◆ Problem requirements
Rewrite every line from the start down to and including the line with "top-left (174, 189), bottom-right (303, 299)", keeping the request text as it is and raising each answer coordinate by 12.

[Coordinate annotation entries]
* * *
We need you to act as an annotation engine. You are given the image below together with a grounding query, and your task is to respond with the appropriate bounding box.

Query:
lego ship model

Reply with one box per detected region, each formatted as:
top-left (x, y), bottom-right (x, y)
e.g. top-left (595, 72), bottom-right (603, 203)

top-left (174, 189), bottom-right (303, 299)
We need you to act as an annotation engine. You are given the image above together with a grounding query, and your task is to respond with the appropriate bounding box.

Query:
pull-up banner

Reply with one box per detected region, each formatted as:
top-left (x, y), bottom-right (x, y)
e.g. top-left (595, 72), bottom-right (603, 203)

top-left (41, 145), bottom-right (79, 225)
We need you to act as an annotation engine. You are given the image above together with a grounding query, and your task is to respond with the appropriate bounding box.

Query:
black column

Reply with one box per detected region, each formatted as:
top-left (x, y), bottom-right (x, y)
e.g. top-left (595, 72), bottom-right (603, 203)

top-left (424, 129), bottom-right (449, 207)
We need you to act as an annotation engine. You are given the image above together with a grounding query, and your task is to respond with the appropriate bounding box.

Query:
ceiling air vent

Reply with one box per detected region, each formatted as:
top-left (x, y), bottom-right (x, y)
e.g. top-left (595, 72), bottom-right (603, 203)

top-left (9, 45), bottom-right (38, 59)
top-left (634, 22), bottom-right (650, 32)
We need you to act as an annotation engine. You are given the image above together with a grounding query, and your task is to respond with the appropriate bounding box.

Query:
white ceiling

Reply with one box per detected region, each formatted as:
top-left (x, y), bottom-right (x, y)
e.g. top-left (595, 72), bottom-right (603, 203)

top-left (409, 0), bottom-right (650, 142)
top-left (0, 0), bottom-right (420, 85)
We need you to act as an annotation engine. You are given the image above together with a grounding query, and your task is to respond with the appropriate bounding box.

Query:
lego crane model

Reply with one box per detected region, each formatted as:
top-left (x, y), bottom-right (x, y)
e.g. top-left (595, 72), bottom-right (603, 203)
* * *
◆ Task solution
We need you to act as an annotation engine. You are given the image below together with a grounding query, and your task is to respond with the appropriate bounding box.

Query:
lego ship model

Reply with one box per detected region, each formatted as:
top-left (x, y), bottom-right (x, y)
e.g. top-left (595, 72), bottom-right (603, 203)

top-left (186, 201), bottom-right (315, 311)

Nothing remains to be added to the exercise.